───── INPUT RECORDS ─────

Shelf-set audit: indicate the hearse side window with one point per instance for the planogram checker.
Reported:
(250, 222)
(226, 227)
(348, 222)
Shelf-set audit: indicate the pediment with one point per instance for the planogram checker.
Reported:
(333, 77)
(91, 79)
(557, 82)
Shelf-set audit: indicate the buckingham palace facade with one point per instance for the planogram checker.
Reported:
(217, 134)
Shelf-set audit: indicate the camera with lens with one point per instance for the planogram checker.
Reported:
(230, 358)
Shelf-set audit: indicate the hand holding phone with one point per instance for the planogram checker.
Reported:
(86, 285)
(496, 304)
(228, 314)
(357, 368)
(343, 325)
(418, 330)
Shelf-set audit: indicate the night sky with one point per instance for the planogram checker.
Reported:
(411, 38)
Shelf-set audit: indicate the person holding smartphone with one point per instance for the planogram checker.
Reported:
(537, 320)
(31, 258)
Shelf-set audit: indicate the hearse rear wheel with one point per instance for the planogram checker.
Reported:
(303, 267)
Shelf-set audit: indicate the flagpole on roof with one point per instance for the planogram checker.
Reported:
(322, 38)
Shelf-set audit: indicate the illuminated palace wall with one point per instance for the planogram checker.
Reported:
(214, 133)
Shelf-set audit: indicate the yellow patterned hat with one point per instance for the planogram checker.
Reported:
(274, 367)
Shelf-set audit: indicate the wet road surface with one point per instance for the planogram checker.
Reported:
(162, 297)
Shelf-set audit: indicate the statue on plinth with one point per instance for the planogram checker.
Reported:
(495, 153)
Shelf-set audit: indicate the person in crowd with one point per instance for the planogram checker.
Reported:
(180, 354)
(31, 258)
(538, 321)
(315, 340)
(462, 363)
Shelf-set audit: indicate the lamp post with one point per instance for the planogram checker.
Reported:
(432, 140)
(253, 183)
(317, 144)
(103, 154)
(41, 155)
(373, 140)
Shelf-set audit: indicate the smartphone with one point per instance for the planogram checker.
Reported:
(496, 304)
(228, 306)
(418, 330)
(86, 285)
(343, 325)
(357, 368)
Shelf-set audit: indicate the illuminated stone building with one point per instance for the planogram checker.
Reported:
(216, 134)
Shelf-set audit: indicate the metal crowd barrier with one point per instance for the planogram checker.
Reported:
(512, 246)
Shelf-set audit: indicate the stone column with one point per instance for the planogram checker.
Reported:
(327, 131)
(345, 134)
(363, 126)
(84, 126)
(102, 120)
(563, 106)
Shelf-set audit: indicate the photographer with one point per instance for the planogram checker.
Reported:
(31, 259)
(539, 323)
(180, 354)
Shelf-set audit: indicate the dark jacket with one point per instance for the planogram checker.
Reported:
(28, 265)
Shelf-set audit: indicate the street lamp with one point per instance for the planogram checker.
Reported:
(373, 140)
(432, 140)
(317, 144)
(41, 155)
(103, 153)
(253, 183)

─────

* **WHAT YOU ARE ASKED TO DO**:
Please copy the lines in the records above between the one holding "Shelf-set audit: indicate the statue" and the one holding "Shelf-set audit: indicate the person in", inclusive, exactly and with no other line.

* **REPLY TO THE TASK**:
Shelf-set audit: indicate the statue on plinth with one point per instance for the planogram checker.
Reported:
(495, 153)
Shelf-set audit: indicate the person in crowd with one point per instance for the planogram checker.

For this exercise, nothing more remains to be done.